**Text extract**
Come Sunday night, another forgetful Miami Dolphins season will be in the books. This latest edition of Dolphins football is just the most recent in a long line of sub-.500 seasons full of broken promises, crushed hopes, wasted opportunities, and TMZ-ready drama.
In short: This season was just about everything you would have expected from the Miami Dolphins. You totally could have guessed everything that happened.
Even though we could have predicted another crappy Fins season, we did learn a few things from watching the colors flash across our TV screens for 16 weeks. Here they are.
5. The answer is yes. Yes, it can get worse than Ryan Tannehill. So much worse. A lot of Dolphins fans who hated Ryan Tannehill before he missed the entire season with a knee injury probably feel a tad differently after being subjected to 16 weeks of a Jay Cutler and Matt Moore tag team of terribleness. If you loved Tannehill before this season, you really love him now. So much.
If 2017 taught Dolphins fans just one thing, it's that they shouldn't go demanding Tannehill be kicked to the curb before they're quite sure the Fins have someone better. For now, they definitely don't. The Dolphins will almost assuredly work on that weakness this offseason, but for now, we'll be happy to see Tannehill's face again come next August.
4. Adam Gase is no offensive guru or the Dolphins' savior. We all got bamboozled by Adam Gaze. He's a South Florida boondoggle that is topped only by Marlins Park. For a man who was advertised as an offensive genius, Gase certainly hasn't proven to be anything special as a play caller. Things have gotten worse since he arrived, which is quite amazing because they were lousy before his arrival.

**Stated problem 1**
Count the lines in the listing below that contain the string "field", and reply with only the number.

**Listed records**
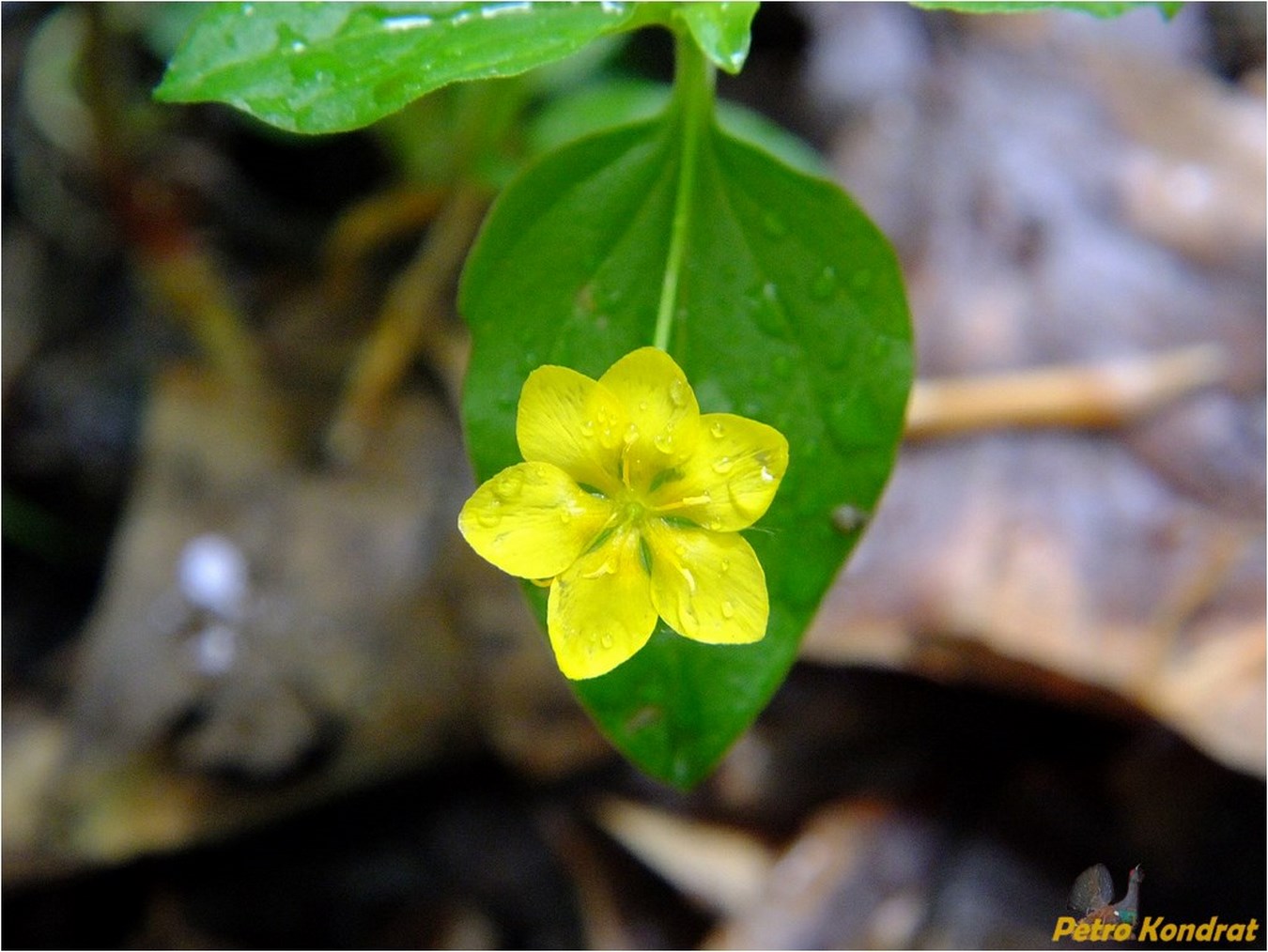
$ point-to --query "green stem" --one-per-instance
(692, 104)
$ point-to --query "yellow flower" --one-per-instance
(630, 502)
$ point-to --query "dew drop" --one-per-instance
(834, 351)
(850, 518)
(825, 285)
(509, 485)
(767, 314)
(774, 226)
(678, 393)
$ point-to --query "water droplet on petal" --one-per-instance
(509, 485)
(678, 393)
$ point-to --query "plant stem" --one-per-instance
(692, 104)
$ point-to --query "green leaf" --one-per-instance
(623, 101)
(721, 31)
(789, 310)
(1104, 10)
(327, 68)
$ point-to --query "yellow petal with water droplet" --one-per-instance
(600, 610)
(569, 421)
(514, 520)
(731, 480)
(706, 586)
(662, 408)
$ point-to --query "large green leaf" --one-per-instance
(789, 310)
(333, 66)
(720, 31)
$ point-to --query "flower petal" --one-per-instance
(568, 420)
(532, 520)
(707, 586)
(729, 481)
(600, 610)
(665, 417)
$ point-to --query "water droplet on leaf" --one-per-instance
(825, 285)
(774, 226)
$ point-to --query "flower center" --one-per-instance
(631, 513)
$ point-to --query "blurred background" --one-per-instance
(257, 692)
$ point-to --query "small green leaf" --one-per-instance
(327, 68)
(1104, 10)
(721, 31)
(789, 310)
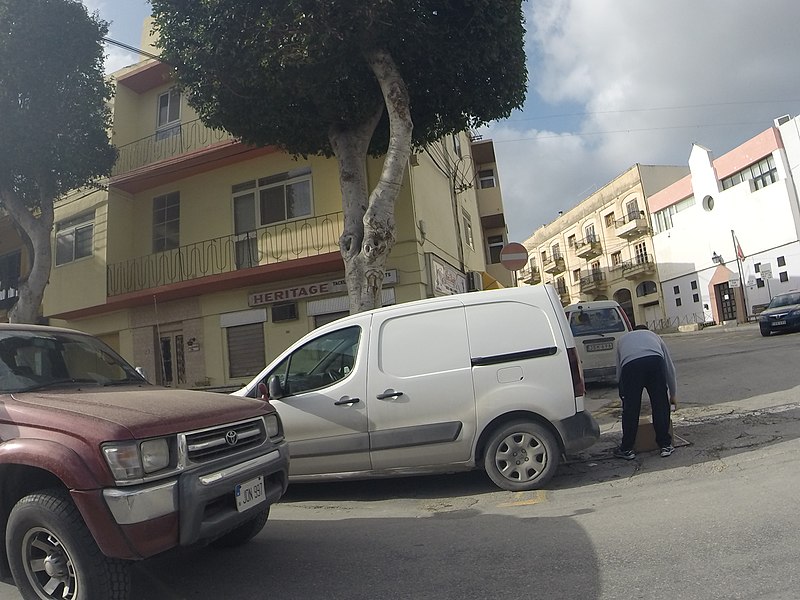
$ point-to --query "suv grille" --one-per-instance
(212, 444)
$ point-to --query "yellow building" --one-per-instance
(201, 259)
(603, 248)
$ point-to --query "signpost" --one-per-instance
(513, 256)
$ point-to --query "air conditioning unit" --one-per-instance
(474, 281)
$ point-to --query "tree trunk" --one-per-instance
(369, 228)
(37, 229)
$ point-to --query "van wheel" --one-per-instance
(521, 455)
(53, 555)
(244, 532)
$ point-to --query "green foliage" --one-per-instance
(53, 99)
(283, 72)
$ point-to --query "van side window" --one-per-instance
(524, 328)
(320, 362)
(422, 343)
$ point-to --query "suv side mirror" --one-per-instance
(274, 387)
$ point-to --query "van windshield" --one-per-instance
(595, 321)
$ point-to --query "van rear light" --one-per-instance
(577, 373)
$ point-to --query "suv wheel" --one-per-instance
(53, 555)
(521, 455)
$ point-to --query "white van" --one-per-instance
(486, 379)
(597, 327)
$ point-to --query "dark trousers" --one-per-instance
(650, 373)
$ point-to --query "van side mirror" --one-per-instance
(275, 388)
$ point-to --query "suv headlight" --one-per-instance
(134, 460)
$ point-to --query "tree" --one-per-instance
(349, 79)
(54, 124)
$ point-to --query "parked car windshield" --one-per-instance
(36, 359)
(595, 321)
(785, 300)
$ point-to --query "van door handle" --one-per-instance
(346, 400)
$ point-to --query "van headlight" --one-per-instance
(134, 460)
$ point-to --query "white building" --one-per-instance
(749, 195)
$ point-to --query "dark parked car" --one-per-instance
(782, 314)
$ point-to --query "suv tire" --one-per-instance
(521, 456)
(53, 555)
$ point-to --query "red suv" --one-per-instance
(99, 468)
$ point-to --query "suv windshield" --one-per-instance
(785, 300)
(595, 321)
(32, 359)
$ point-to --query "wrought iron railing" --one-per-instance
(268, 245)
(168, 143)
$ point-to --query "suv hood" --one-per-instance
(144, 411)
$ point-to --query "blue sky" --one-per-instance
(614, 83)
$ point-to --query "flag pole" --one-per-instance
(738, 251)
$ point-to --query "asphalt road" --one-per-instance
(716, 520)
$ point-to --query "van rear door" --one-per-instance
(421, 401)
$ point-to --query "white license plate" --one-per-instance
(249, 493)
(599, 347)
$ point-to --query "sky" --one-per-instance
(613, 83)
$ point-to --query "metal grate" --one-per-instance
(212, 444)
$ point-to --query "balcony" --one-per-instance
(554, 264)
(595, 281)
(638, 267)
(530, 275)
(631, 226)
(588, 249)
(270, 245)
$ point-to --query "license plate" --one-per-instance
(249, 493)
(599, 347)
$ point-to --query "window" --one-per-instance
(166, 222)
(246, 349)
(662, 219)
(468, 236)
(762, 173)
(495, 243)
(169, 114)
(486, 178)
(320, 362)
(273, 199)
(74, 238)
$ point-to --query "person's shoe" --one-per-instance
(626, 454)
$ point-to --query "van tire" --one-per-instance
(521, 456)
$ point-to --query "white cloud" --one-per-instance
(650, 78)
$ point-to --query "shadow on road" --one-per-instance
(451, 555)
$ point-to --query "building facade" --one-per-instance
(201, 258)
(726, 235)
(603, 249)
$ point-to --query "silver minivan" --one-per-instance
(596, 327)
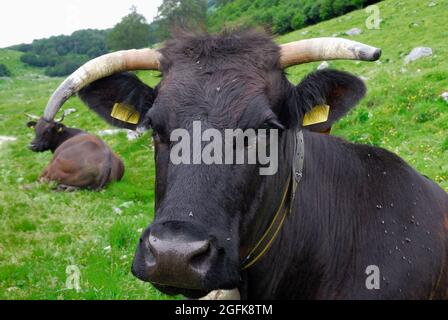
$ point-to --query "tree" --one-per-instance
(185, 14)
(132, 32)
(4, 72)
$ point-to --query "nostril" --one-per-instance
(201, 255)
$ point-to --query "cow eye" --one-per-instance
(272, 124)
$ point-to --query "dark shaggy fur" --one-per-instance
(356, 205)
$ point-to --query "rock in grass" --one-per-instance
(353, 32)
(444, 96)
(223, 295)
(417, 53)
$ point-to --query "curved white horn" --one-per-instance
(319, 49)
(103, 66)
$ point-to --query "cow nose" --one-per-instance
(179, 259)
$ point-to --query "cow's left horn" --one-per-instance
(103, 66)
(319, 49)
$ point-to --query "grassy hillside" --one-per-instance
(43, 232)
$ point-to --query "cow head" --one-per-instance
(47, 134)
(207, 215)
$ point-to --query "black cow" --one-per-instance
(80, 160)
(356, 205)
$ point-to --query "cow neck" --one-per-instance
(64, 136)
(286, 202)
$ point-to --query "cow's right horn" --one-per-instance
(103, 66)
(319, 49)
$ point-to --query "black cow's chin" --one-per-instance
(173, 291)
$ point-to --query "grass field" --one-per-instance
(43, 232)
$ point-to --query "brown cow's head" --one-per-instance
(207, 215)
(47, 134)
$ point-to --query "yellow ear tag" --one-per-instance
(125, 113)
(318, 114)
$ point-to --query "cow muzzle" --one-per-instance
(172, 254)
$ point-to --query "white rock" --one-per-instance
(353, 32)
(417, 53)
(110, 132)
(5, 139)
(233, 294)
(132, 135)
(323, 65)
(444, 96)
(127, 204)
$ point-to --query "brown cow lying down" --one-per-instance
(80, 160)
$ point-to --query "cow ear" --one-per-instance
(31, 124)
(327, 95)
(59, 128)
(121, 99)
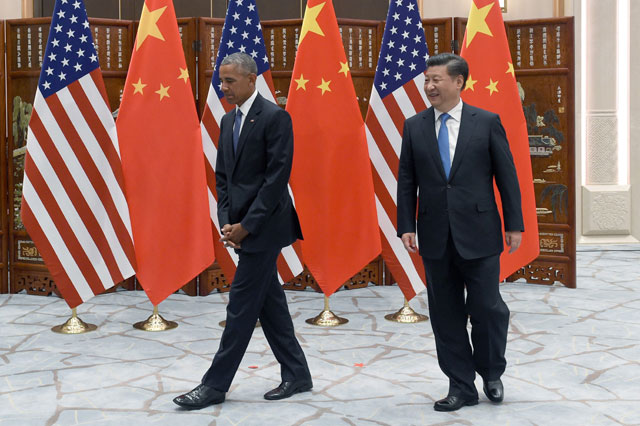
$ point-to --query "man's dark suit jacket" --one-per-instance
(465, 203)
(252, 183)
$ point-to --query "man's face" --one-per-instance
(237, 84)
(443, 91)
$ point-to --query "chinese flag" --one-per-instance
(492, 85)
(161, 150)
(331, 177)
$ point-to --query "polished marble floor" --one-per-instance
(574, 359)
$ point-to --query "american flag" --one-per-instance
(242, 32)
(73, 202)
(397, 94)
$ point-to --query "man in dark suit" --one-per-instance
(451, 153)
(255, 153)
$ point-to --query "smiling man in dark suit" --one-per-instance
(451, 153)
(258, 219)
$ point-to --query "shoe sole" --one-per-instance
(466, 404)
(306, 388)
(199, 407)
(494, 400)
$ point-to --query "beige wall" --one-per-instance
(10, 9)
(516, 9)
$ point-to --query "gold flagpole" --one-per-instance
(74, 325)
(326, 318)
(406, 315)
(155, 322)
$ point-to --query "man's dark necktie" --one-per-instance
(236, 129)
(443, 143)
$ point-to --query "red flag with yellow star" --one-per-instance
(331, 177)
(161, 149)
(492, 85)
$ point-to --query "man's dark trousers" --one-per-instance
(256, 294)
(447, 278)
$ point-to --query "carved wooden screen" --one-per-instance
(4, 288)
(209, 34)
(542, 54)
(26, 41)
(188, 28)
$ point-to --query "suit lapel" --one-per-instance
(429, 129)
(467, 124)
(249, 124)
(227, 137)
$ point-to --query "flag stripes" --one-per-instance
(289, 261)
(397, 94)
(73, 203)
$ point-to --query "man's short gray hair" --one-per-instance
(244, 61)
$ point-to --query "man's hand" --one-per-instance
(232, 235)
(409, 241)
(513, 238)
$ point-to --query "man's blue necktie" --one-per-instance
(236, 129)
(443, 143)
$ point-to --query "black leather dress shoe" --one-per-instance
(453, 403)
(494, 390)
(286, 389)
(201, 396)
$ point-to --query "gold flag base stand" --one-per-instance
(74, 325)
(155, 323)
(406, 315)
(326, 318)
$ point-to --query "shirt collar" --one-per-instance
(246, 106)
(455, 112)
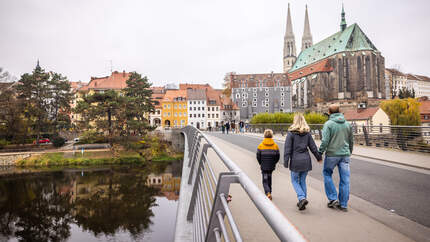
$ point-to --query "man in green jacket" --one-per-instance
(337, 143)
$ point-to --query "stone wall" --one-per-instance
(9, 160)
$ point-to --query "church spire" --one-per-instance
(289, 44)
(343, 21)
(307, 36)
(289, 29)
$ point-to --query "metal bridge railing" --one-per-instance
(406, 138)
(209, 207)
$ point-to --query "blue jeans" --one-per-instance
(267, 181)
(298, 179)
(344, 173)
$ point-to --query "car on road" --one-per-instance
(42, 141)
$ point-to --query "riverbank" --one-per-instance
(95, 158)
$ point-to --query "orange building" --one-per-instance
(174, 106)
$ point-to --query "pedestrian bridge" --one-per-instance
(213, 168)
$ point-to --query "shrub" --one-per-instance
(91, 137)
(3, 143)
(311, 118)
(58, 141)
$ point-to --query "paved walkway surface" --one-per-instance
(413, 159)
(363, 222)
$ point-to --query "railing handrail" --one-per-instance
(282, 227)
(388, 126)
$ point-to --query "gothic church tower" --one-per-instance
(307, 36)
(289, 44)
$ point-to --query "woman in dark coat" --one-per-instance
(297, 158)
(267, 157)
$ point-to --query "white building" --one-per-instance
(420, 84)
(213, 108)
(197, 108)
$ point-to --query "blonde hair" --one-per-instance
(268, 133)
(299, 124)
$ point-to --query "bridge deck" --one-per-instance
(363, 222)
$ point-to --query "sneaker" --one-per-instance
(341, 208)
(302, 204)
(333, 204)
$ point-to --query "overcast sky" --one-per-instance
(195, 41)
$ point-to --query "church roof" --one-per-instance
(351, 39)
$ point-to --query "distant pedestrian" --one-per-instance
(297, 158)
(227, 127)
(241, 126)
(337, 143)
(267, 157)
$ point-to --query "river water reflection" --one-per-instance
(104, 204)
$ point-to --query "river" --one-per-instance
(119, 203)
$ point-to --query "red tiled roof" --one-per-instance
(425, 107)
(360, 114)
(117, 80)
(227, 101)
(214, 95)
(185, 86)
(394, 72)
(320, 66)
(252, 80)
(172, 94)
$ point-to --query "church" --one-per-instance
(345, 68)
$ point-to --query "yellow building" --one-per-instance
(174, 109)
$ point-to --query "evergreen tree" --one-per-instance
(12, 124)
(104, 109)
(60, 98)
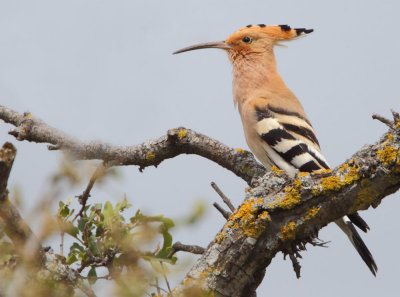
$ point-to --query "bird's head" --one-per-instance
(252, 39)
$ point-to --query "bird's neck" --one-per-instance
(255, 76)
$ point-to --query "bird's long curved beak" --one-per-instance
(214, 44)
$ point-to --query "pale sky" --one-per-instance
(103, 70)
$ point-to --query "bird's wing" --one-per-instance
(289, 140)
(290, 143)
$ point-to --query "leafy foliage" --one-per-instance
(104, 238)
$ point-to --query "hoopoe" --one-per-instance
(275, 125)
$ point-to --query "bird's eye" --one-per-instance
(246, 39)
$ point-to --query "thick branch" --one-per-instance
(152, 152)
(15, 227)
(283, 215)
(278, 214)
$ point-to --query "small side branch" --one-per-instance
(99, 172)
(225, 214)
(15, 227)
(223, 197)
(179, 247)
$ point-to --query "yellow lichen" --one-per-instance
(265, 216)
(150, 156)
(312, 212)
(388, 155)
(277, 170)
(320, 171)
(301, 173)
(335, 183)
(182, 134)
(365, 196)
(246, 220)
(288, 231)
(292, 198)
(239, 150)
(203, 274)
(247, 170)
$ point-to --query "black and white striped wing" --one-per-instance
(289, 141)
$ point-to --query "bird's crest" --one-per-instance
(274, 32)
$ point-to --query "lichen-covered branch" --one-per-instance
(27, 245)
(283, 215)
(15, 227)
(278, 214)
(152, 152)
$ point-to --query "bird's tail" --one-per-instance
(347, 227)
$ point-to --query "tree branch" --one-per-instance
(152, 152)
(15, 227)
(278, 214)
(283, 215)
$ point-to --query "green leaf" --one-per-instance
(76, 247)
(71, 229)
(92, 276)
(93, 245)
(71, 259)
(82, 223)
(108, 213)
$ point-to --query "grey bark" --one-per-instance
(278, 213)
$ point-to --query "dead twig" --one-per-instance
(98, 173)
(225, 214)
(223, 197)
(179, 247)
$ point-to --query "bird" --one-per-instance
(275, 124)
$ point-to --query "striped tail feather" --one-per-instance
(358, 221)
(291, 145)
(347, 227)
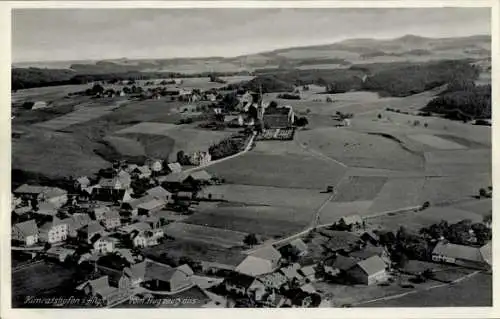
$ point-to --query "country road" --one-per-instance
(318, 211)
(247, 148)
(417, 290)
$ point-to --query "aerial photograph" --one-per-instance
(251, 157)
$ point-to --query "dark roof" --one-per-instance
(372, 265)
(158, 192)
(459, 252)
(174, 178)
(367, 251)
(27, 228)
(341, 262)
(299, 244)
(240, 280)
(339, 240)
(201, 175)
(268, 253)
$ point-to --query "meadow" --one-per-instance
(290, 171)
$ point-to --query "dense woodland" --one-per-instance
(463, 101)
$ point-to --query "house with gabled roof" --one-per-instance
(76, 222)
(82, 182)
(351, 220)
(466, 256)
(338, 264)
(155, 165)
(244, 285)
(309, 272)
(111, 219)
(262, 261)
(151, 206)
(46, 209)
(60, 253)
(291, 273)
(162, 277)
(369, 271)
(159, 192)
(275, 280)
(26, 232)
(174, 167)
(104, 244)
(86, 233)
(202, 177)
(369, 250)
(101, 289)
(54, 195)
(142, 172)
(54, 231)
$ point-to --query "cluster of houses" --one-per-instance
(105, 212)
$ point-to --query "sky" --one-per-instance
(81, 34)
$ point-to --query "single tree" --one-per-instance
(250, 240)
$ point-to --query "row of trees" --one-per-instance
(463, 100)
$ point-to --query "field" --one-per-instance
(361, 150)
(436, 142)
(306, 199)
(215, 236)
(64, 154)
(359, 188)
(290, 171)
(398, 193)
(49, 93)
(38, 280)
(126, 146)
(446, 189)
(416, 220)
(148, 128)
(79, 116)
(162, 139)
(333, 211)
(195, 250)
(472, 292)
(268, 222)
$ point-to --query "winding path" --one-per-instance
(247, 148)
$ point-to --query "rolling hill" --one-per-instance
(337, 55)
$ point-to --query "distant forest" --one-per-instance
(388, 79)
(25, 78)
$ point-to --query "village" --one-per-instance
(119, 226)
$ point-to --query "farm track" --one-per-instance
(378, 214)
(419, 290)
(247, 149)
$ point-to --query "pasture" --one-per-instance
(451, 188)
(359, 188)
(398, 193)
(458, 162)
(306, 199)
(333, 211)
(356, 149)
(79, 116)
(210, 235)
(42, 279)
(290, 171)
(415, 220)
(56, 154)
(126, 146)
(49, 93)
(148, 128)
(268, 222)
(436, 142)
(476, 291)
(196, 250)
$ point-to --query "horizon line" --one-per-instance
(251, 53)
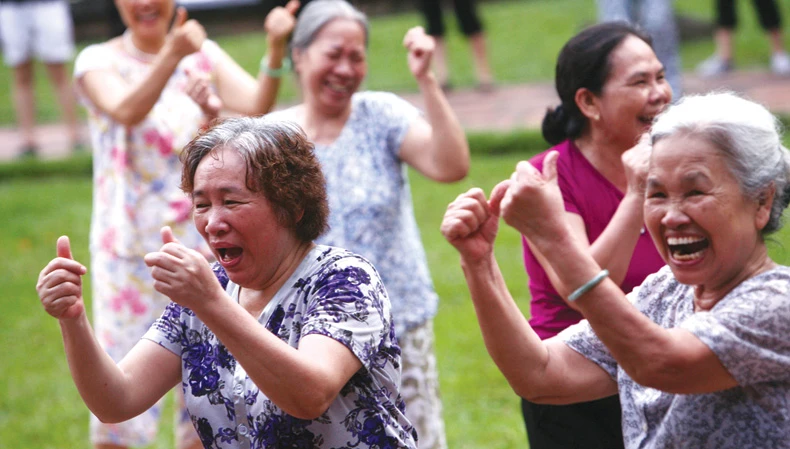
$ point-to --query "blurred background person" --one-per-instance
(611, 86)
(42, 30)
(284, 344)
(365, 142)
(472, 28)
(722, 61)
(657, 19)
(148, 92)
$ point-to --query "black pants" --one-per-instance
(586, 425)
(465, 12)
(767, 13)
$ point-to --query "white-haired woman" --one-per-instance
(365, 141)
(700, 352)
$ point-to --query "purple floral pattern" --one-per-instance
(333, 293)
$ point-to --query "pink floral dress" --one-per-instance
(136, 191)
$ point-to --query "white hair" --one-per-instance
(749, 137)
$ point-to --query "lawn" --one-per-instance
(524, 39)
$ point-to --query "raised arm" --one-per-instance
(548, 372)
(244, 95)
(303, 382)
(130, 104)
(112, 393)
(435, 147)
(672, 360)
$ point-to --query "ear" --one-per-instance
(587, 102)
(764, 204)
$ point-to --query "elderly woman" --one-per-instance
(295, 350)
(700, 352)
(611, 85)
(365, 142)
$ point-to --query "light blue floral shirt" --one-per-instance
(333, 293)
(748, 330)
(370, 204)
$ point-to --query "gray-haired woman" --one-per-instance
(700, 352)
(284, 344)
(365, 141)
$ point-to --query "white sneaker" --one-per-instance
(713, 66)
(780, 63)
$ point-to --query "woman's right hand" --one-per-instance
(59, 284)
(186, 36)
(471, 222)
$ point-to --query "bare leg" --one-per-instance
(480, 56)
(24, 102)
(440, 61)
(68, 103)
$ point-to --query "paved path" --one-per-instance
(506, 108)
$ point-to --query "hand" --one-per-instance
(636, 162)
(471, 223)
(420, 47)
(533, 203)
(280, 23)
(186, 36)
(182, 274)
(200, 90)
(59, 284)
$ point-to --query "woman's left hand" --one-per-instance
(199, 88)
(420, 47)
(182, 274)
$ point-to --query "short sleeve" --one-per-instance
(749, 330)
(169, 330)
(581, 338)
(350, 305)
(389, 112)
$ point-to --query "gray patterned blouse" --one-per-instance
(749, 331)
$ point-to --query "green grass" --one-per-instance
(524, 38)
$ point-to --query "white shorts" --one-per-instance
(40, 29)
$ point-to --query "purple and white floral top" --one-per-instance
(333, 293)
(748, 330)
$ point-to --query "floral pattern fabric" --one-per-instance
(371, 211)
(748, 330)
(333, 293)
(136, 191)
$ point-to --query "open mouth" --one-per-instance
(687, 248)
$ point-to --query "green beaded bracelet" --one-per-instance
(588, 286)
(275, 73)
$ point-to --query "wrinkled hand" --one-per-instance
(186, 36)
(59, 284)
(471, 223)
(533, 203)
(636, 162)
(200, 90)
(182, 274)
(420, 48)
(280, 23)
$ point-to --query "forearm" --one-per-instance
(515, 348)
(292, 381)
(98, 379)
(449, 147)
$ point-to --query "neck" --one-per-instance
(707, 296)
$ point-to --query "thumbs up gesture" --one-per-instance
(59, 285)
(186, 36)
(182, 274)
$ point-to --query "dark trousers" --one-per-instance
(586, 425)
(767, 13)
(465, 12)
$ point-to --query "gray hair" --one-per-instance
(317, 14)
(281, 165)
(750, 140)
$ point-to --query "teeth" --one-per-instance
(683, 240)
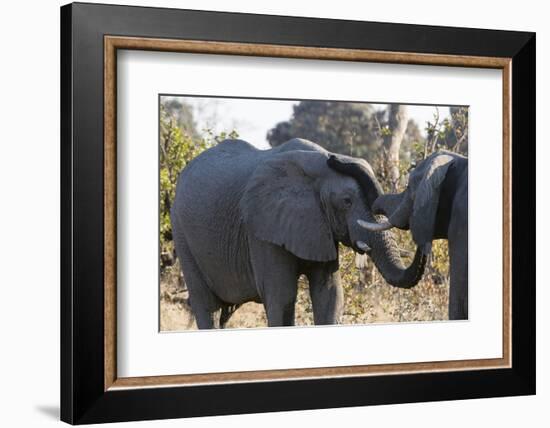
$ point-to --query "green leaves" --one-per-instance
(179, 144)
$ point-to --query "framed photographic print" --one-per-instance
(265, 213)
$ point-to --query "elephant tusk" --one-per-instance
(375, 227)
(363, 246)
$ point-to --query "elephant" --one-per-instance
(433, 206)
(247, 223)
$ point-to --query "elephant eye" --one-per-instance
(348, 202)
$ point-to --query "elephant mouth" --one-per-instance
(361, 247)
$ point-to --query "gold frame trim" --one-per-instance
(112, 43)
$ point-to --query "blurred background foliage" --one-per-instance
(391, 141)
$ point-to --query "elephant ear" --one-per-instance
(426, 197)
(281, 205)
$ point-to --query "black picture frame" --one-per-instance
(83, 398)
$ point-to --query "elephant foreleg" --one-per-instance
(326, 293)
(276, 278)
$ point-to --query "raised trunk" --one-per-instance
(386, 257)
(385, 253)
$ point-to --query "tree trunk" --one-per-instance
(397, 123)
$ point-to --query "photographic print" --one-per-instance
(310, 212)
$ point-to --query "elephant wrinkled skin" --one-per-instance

**Stated problem 2**
Write the next part of the piece about the Miami Dolphins' 2017 season above, picking up right after its final sentence.

**Reply 1**
2

**Reply 2**
It could have been argued before the season that the Dolphins had more weaponry on the offensive side of the ball than they've had in years, yet for a heaping handful of games, the team had a big fat "0" on the scoreboard for a majority of minutes.
Gase is a fraud with a bad attitude. He has proven nothing in the NFL yet answers the media's questions as if they shouldn't dare question the method to his madness. Any other franchise would deserve more, but with the Dolphins, four seasons of mediocrity are required before someone else arrives to not fix it.
3. The Dolphins will probably need to keep Jarvis Landry. Whether they franchise-tag Landry and pay him the average that the top five wide receivers in the NFL are making next season or sign him to a long-term deal, it's become apparent the Dolphins will need Jarvis Landry. Why,
DeVante Parker is a constantly injured tease, and Kenny Stills is an overpaid one-trick pony. If the Dolphins won't pay Landry what he's worth, it's probably because they're considering a complete rebuild.
2. Hard Rock Stadium is capable of providing an amazing home-field advantage. We weren't entirely sure if Hard Rock Stadium could live up to the Orange Bowl, where teams whimpered at the thought of having to play a road game, but the University of Miami Hurricanes proved that's indeed possible this season. The Dolphins? Yeah, we're still waiting for it to be proven possible on Sundays.
The Canes' amazing season proved once again that Miami fans show up in huge numbers and make some drunken noise when the product on the field, court, or, hell, even ice, warrants their attention. It's good to know that the Dolphins still have that sort of home-field advantage in their back pocket if they ever, you know, win again.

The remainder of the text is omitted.